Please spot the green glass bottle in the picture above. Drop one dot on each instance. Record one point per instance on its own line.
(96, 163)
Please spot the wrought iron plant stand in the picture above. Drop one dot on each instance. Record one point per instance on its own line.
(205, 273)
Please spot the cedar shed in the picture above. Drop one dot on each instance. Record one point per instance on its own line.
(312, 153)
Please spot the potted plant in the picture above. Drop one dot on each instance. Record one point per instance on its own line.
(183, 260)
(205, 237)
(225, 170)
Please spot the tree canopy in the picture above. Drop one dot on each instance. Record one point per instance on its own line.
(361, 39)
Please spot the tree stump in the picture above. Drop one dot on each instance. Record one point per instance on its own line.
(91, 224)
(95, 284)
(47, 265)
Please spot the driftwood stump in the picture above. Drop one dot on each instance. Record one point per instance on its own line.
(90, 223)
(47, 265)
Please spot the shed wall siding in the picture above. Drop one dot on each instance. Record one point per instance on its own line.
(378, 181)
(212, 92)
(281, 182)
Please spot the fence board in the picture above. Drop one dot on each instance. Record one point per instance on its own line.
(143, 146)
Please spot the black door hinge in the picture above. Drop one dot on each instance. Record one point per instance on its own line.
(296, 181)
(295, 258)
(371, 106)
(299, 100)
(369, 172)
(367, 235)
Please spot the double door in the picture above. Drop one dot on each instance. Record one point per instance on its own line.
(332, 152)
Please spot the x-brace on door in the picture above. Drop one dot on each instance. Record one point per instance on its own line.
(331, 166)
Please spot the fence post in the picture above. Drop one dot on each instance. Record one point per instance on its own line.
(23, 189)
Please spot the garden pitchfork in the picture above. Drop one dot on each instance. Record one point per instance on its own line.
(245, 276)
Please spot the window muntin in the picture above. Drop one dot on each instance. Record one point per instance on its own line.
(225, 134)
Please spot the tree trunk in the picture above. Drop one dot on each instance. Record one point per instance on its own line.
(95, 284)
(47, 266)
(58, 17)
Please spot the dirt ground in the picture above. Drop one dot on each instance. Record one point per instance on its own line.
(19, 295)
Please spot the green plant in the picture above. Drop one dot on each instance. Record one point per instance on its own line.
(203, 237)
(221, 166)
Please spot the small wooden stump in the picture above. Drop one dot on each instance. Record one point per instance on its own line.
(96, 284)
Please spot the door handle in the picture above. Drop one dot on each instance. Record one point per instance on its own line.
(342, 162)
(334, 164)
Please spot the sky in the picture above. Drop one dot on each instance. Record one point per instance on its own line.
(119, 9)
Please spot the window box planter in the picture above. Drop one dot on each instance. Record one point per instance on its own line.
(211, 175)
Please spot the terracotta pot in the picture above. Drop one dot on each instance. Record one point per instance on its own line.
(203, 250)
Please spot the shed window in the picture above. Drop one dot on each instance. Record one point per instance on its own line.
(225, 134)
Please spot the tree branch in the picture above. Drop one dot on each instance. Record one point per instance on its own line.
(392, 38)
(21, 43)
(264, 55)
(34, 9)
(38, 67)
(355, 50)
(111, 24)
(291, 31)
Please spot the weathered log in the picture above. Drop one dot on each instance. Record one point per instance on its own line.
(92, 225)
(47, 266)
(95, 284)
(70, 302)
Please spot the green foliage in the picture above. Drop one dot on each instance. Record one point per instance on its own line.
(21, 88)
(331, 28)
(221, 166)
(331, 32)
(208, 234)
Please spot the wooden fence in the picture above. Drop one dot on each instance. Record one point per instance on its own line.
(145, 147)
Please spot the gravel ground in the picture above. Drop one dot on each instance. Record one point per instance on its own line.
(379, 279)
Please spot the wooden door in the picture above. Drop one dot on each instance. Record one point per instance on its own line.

-*-*-

WHAT IS ASKED: Print all of the data exactly as it was given.

FINISHED ANSWER:
Please spot the green glass bottle in the picture above. Drop one dot on each instance. Record one point per instance on its own line.
(96, 163)
Please spot the wrought iron plant stand in the picture above. Drop one dot on each instance. Record one point per instance on its own line.
(205, 273)
Please spot the cedar shed in the picture above. Drop one dot on each instance. Record one point per instance on its own line.
(312, 153)
Please spot the potted plant in the picture above. Drop one dot on each instance. Record one point per instance on its own line.
(183, 260)
(205, 237)
(225, 170)
Please spot the tree canopy in the picture above. Drop one dot on each instance. Record one point per instance on its own line.
(361, 39)
Please spot the tree stump in the picture above. Drop one dot on each instance. Record one point per instance on its own line.
(91, 224)
(95, 284)
(47, 265)
Please spot the driftwood stump in the picture above. Drop one dot on each instance. Record one point per instance on its own line.
(90, 223)
(47, 265)
Please spot the shed wall siding in the picture above. Drop one dot on each instance. Record one point per instance on its own line.
(378, 181)
(212, 92)
(281, 182)
Please spot the fence board in the picture above. Drop one dot on each instance. Record one point per instance on its own line.
(143, 146)
Please spot the black door hinge in the picture above. Drop one dot on each instance. Record one point per instance on its own line.
(296, 181)
(295, 258)
(371, 106)
(299, 100)
(369, 172)
(367, 235)
Please spot the double door in the picture above. Drop one dot on each instance. Record one point per instance on its own line.
(332, 152)
Please spot the x-brace on door in the picture above. Drop one dot on each instance. Record one point per instance on its own line.
(331, 166)
Please spot the fence post in the picture above. Drop one dot on each instance. Record one point per instance on its own line.
(23, 189)
Please spot the garden pitchfork in the picture above. Drop one dot on each instance. Record one point per instance on its own line.
(245, 276)
Please spot the window muntin in the picture above. Drop one dot on each instance. Record one point per instance on its own line.
(225, 134)
Please spot the tree trunk in the picture above. Drop one dot on each instance. Record one point per instance on its own line.
(95, 284)
(47, 266)
(58, 17)
Please spot the dirt ground in the picture above. Drop one dot on each instance. Record one point per instance on its own line.
(19, 295)
Please spot the green plant in the picture above. Drop one dot on each instance. Record one point per instance on its own line.
(203, 237)
(221, 166)
Please spot the small wooden stump in the picture above. Drop one dot on each instance. Record one point per instance on its own line.
(96, 284)
Please spot the door handle in the picture above. Drop one dot on each instance. Record one point per instance on its own line.
(342, 162)
(334, 164)
Please spot the sky in the picture above. Drop one dot on each instance. Record one point per instance on its own line.
(119, 9)
Please spot the window box planter in the picture above. Drop one dot on each instance. Record one point per instance on its own line.
(211, 175)
Please spot the terracotta pot in the picture above. Drop one dot on each instance. Record one point per instance on its own line.
(203, 250)
Please spot the shed window in the picture above. Drop one dot on each instance. Record one point per instance on its own line.
(225, 134)
Please spot the tree branch in the picture above. Drop one dot on each instance. Record one point per instance on its own line.
(392, 38)
(21, 43)
(264, 55)
(34, 9)
(38, 67)
(355, 50)
(111, 24)
(291, 31)
Please spot the weathered log in the picture above. Drop one dot on each instance. Record one point per instance on its own line.
(92, 225)
(47, 266)
(95, 284)
(70, 302)
Please spot the green foliage in the picture above. Drop one dot on each instance. Record one point per instance on its own line.
(21, 88)
(331, 28)
(221, 166)
(331, 32)
(208, 234)
Please spot the wooden fence in the picture above. Drop one dot on each instance. Record one point per instance on its own line.
(145, 147)
Please spot the gravel ground in the picture above. Drop one dot on each instance. Record one point per instance on its own line.
(379, 279)
Please spot the wooden door in the picture above. Drop one dot on each instance. Record one point per instance on its own line.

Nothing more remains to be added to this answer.